● Consigne
Selon l'extrait consacré à l'APDA, en quelle année Aneeraw Succaram a-t-il commencé à enseigner au primaire ?

ASSOCIATION DES PARENTS DES DÉFICIENTS AUDITIFS (APDA) : Tendre l’oreille aux tout-petits

Aneeraw Succaram, récemment décoré President’s Distinguished Service Medal (PDSM) est le fondateur de l’Association des parents des déficients auditifs (APDA). Depuis plus de 40 ans, cet ex-enseignant mène un combat pour offrir une éducation d’exception aux sourds et malentendants.
Fondateur de l’association des parents des déficients auditifs (APDA) depuis une vingtaine d’années, Aneeraw Succaram, 64 ans, passe la plupart de ses journées dans sa petite école qu’il a fondée, sise à Eau-coulée. Le sourire aux lèvres, l’ancien responsable du département de Special Education Needs (SEN) du ministère de l’Éducation nous raconte en toute simplicité son parcours avec la même passion d’il y a 44 ans. Alors jeune professeur et père d’un fils malentendant, il n’a cessé de lutter pour offrir une éducation à ces enfants qui sont souvent voués au mutisme et à l’échec scolaire.
Aneeraw Succaram est marié et père de deux garçons. Ses petits élèves, il les considère comme ses propres enfants qui ne manquent pas de le saluer vivement tous les matins en langage des signes. Nous le rencontrons dans son petit bureau aménagé à côté d’une des salles de classe de l’école spécialisée. “J’ai commencé comme professeur du primaire en 1974 à l’école de Cascavelle. Un métier qui me plaisait beaucoup”, nous dit-il, nostalgique. Brillant enseignant et toujours à l’écoute de ses premiers petits étudiants, ces derniers réussissent avec brio leurs examens du CPE.

● Données fournies
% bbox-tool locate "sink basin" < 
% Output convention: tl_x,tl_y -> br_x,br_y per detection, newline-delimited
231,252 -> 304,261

● Exercice corrigé
En 1974.